WHAT YOU HAVE TO DO: Only the lines from the one containing "The component shall return one point per instance of the woven" through the last line of the entries are wanted. Transcribe them exactly.
•••••
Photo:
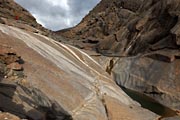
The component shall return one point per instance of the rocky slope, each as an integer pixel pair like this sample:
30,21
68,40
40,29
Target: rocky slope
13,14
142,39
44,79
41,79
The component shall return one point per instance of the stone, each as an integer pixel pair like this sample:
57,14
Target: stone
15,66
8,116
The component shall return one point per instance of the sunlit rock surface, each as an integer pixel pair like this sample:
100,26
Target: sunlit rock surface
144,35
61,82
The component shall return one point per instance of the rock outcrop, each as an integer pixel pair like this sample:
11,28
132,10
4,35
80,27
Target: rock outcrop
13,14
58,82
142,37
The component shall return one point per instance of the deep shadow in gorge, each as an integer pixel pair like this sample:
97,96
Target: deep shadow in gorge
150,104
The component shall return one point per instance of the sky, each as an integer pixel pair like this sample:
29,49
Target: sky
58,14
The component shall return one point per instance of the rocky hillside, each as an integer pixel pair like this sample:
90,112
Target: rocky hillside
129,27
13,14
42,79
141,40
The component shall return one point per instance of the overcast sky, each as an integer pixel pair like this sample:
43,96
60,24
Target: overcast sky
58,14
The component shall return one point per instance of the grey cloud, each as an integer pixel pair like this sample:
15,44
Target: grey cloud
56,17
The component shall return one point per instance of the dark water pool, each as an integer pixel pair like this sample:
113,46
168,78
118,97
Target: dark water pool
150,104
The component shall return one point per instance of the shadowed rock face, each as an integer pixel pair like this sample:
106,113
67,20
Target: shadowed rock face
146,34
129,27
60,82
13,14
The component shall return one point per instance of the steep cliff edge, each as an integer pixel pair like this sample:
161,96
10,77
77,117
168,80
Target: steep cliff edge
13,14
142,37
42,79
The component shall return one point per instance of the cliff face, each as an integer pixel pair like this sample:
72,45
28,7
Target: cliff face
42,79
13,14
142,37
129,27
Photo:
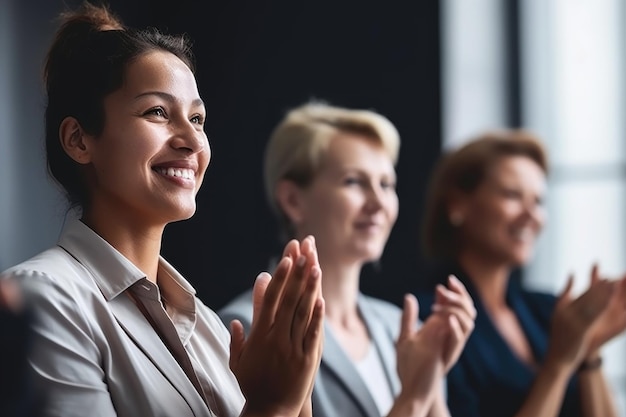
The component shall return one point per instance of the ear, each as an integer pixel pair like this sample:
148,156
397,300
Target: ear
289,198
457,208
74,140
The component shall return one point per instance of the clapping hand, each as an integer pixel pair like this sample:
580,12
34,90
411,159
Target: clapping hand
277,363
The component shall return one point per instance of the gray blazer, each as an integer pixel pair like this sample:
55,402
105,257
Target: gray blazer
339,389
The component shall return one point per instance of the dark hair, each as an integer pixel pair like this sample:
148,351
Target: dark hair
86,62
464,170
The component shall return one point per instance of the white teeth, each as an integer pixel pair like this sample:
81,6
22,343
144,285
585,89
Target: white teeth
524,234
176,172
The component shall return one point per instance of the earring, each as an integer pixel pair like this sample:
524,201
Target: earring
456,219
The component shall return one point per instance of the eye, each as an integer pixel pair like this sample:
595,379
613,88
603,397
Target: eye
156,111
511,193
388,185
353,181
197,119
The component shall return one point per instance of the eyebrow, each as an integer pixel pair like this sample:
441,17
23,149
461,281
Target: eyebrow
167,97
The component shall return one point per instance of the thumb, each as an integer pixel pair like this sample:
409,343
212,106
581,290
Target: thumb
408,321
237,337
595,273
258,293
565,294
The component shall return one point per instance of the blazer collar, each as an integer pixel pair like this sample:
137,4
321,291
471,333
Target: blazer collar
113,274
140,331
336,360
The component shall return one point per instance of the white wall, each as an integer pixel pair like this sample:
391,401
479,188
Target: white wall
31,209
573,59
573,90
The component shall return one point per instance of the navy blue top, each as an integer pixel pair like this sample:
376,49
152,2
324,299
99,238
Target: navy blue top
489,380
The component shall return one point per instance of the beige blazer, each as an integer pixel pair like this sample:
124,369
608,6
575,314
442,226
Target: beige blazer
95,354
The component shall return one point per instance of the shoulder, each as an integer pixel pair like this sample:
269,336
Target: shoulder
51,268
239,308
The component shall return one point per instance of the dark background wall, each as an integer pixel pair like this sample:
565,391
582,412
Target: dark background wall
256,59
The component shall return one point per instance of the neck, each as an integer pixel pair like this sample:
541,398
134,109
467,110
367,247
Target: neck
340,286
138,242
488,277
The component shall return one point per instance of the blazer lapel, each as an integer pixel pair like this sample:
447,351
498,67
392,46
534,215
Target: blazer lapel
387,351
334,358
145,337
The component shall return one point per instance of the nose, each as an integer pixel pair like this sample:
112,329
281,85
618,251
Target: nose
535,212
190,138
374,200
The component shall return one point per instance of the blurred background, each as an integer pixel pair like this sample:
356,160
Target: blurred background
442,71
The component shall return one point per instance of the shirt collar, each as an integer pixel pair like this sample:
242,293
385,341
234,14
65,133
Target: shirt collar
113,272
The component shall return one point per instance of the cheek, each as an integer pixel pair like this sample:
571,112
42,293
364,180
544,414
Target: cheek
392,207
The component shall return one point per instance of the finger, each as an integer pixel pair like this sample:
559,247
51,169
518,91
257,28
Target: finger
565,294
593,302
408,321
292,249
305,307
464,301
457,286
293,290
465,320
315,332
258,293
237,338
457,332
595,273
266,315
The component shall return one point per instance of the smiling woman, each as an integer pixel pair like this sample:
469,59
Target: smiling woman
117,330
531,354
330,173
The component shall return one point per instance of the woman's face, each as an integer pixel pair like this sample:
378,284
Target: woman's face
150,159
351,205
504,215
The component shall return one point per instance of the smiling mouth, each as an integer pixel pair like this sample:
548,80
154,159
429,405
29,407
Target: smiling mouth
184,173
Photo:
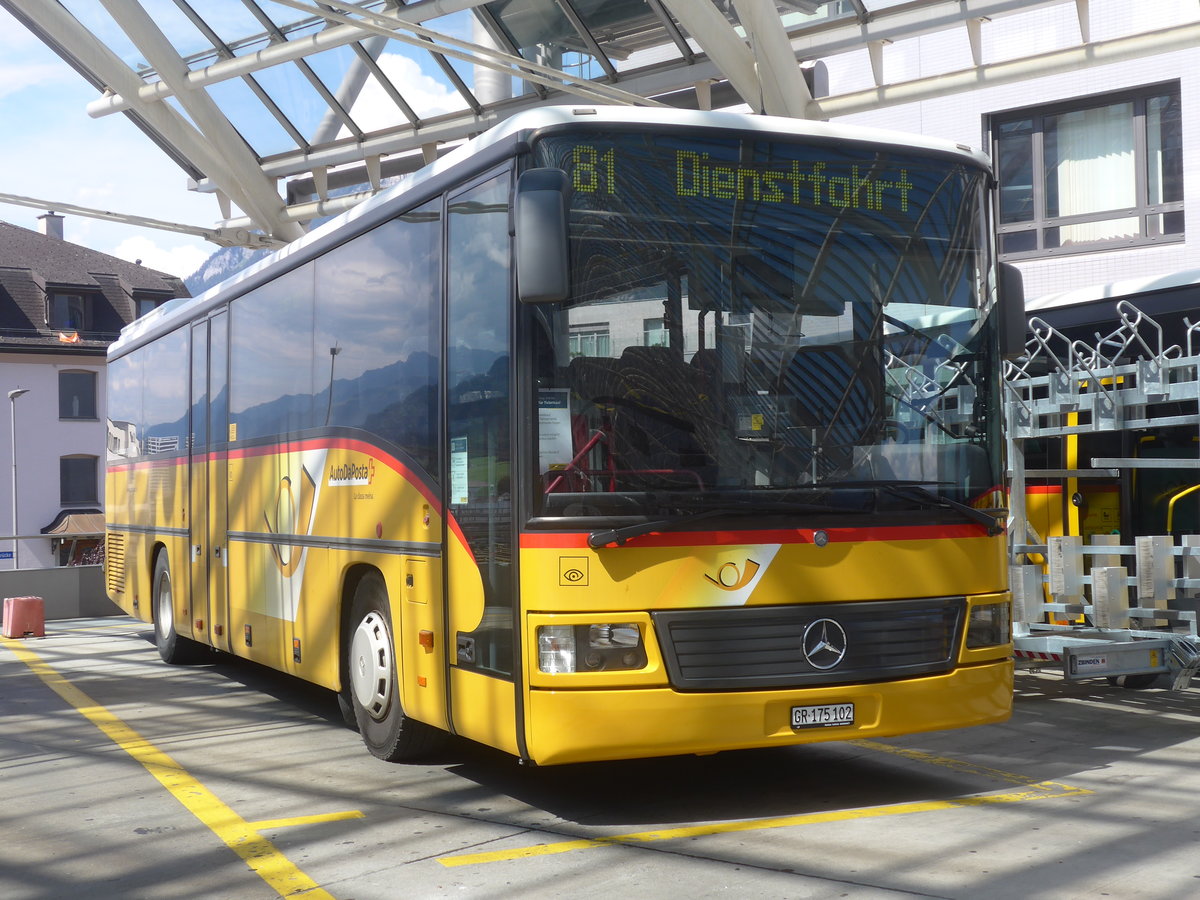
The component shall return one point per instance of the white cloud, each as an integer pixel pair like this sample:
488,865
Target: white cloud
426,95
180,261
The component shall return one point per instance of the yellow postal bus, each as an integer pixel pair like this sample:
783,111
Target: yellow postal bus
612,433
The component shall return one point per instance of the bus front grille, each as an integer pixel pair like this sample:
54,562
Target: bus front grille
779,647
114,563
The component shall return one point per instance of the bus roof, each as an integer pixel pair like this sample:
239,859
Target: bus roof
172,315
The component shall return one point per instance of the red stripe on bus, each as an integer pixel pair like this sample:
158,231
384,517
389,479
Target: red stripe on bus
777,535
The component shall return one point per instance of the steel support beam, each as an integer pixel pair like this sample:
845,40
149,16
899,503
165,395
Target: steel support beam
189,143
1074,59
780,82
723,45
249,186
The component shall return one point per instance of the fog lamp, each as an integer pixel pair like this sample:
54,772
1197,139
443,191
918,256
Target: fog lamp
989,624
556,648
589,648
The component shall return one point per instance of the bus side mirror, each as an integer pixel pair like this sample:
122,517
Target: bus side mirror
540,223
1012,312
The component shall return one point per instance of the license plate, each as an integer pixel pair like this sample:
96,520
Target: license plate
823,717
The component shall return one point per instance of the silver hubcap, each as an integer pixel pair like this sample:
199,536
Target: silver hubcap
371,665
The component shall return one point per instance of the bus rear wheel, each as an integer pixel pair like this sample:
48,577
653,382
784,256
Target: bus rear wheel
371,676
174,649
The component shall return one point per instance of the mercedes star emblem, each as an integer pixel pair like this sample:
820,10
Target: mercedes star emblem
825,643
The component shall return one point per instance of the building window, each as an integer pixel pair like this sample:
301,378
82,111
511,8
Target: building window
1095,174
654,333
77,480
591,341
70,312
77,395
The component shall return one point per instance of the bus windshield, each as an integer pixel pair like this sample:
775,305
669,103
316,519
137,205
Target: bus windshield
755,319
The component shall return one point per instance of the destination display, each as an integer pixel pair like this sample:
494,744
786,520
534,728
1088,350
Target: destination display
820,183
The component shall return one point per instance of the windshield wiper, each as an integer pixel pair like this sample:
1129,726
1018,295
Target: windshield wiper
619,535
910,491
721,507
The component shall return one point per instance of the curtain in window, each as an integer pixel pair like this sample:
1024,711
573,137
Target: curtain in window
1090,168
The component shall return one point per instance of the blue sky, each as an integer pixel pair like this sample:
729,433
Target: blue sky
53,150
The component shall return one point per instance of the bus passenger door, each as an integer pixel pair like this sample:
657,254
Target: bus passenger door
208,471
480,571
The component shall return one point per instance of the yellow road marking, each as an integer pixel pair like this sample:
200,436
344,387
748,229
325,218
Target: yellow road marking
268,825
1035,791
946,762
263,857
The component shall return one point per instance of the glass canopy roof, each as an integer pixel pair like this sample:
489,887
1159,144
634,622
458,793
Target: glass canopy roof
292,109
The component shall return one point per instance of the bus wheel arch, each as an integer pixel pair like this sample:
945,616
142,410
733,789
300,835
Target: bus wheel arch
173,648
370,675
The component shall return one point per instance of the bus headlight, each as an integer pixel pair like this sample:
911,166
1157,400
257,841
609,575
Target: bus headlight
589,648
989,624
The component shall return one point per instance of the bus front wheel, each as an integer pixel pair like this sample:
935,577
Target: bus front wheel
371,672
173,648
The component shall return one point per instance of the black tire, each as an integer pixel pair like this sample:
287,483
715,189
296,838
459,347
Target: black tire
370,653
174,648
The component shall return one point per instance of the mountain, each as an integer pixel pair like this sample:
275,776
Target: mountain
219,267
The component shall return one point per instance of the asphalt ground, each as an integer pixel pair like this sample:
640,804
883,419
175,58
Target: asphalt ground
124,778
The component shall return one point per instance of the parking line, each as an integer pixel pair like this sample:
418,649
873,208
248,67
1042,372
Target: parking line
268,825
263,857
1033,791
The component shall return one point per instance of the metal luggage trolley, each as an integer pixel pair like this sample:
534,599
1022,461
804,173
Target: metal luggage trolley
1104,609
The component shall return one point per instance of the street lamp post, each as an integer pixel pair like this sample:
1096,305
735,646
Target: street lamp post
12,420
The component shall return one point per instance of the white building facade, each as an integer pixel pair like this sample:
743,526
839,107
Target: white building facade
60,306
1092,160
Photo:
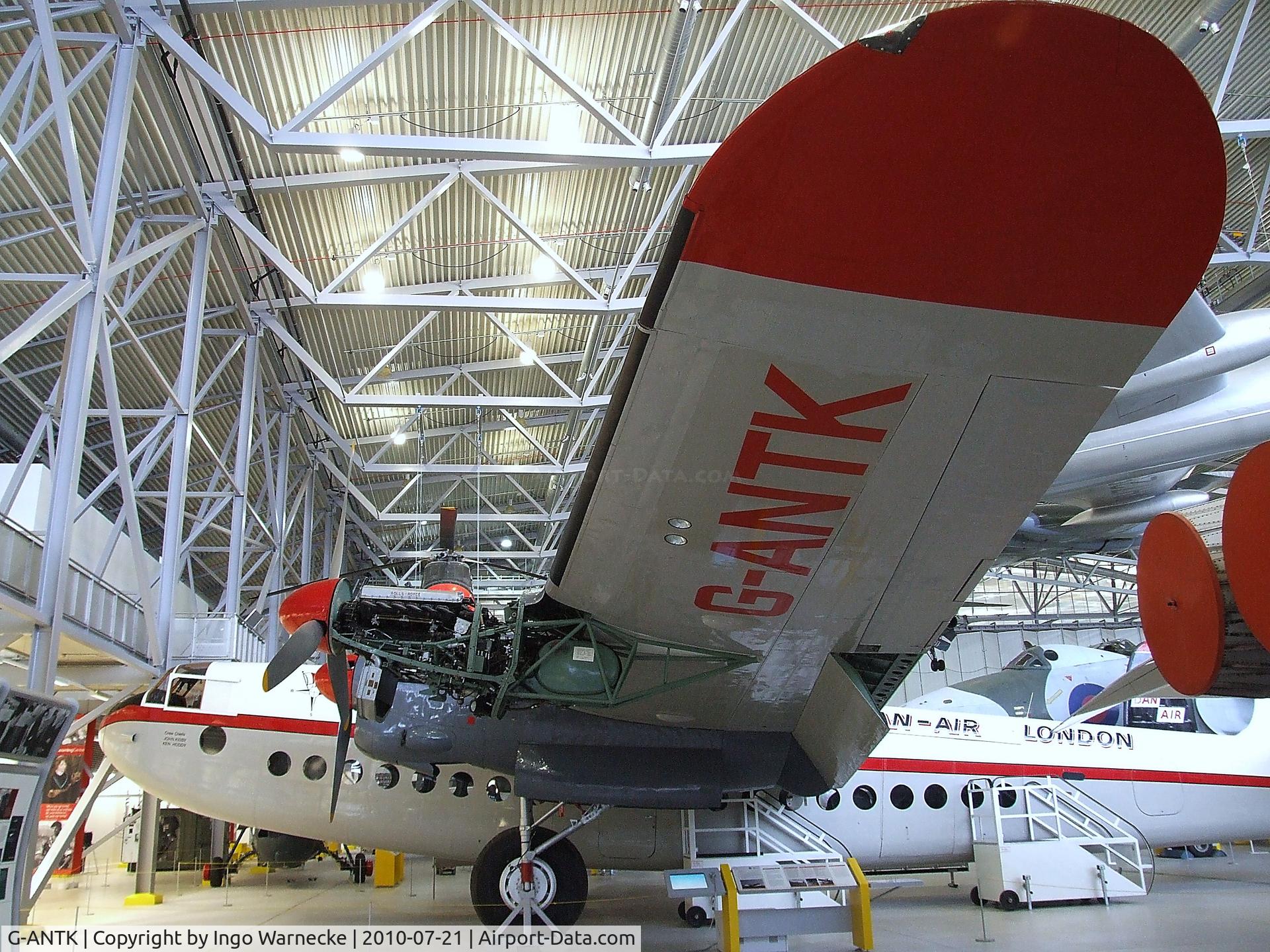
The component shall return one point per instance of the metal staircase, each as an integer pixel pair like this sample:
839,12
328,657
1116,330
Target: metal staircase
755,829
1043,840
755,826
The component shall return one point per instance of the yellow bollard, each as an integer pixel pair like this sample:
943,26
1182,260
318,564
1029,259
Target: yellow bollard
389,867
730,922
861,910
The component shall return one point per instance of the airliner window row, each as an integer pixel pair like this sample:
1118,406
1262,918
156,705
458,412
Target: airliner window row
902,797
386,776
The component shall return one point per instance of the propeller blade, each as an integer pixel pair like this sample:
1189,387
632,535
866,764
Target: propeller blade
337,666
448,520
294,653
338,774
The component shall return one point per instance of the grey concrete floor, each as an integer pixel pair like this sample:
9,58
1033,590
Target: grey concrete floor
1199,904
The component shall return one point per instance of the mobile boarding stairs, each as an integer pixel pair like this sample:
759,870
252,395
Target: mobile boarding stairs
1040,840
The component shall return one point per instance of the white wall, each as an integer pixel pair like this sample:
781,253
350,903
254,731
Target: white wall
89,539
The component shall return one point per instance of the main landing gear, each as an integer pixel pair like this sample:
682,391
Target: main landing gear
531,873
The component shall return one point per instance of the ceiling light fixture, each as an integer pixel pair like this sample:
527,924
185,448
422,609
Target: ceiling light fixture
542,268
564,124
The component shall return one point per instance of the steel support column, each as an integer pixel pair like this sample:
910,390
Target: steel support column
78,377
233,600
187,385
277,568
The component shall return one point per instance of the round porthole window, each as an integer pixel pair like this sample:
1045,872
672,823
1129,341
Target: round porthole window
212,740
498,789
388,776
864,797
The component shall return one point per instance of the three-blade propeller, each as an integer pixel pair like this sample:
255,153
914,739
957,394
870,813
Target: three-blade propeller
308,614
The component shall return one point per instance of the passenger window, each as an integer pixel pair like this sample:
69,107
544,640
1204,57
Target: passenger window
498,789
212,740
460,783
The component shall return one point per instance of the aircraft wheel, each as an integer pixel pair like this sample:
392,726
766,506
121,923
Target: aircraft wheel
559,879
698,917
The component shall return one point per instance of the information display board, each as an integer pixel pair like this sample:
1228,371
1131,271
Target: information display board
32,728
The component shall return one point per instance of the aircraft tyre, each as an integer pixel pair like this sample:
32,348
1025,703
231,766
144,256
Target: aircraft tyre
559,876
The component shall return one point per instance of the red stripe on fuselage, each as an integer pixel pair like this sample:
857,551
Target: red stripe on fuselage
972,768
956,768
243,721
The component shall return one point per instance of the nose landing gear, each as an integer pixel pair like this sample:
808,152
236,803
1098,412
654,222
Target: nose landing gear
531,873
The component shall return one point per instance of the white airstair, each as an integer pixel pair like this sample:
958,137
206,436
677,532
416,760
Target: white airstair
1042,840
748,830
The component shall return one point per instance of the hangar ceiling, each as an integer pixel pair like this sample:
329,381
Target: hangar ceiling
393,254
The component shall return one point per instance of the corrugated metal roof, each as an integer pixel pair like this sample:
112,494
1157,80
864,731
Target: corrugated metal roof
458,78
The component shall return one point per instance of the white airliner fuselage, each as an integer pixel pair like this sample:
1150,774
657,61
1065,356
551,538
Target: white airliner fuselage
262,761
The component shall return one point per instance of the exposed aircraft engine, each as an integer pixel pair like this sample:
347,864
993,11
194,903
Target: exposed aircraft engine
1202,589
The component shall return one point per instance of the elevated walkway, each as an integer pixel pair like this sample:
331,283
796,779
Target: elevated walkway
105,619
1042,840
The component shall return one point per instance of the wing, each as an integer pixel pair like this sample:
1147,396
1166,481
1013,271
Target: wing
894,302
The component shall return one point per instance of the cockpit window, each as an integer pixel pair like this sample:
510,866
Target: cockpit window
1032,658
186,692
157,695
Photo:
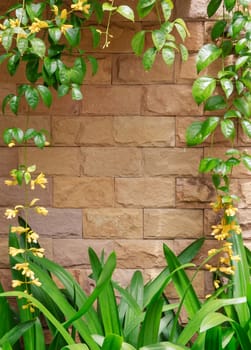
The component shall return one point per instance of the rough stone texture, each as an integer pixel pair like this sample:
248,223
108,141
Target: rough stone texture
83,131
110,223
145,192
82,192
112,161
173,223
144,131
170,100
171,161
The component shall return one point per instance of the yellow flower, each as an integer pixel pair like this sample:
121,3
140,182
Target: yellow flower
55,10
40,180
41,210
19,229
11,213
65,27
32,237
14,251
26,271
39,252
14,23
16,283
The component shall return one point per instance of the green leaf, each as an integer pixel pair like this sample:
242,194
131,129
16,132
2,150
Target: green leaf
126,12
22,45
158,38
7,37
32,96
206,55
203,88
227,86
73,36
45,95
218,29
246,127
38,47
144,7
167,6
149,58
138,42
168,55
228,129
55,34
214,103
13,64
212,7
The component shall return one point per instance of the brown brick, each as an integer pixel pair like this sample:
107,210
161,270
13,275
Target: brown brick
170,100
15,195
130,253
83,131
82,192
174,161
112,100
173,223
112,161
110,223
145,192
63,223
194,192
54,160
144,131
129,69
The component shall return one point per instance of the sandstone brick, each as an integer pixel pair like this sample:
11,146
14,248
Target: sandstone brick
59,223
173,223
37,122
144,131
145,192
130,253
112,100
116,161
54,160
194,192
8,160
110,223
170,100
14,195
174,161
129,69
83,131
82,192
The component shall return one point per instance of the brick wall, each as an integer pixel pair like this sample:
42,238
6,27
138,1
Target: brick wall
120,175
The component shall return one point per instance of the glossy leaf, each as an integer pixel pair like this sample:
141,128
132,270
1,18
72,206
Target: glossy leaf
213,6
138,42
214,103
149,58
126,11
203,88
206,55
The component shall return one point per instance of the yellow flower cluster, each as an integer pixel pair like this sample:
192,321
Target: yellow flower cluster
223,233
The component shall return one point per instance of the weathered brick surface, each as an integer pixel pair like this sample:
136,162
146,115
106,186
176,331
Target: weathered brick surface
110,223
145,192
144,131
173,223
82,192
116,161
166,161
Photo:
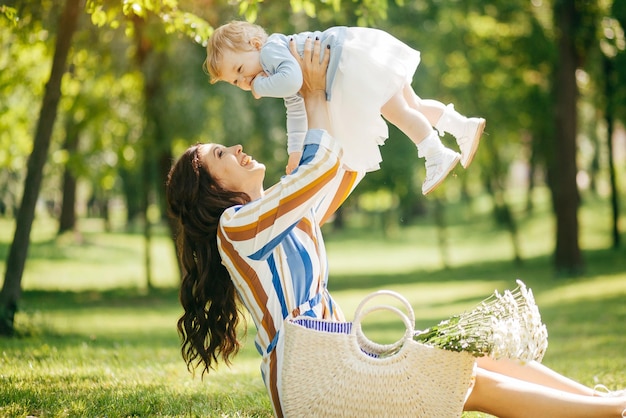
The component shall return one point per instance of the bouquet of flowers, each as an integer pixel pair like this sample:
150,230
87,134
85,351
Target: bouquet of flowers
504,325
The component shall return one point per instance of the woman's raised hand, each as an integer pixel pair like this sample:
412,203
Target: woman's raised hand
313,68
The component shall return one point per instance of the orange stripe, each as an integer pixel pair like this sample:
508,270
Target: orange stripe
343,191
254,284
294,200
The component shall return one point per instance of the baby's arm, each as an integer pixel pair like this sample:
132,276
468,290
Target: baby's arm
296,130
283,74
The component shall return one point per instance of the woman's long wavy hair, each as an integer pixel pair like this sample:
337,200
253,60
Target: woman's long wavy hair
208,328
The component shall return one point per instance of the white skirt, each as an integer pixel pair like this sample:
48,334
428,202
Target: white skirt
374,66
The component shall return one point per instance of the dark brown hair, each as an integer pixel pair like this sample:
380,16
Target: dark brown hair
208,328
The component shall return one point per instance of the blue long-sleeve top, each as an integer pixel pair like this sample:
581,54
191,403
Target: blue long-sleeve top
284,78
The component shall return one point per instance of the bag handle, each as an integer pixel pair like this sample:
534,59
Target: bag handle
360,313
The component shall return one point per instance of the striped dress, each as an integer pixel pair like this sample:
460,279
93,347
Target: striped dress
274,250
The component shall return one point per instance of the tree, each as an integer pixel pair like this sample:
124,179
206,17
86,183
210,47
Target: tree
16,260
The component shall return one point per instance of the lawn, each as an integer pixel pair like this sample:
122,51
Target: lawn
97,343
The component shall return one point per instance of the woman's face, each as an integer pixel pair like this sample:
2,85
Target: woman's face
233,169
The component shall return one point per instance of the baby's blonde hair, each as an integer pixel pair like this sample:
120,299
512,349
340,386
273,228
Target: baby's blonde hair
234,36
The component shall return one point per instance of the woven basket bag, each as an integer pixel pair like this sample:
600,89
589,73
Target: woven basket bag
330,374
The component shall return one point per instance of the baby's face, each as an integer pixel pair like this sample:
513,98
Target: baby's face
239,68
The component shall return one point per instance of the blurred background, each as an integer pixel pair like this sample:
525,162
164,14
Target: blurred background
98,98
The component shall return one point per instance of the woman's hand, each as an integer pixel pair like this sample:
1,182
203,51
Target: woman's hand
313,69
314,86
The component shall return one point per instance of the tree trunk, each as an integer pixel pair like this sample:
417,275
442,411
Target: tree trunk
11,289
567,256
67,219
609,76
•••••
SOLUTION FOR THIS PROBLEM:
The component shall return one point per instance of the woven basket bag, each as an integer pixel pair like this sample:
600,89
589,73
Target: woven basket bag
330,374
The component shall return one point per instance of the baby's face, each as an integer pixel pair like this sample:
513,98
Target: baby's face
239,68
The component shall return one point per instance of the blurred background, each as an integer pixel pair like this sample:
525,162
164,14
Target: blurred background
98,98
The component shall return one point per instance of the woman's hand, each as an integer pixel pair like this sample:
1,182
203,51
Target: woman's hand
313,69
314,86
The component shall return one point per instance of the tree trunk, each as an integer pixel pair like this sample:
417,275
442,411
Target: tree trunk
11,289
567,256
67,219
609,76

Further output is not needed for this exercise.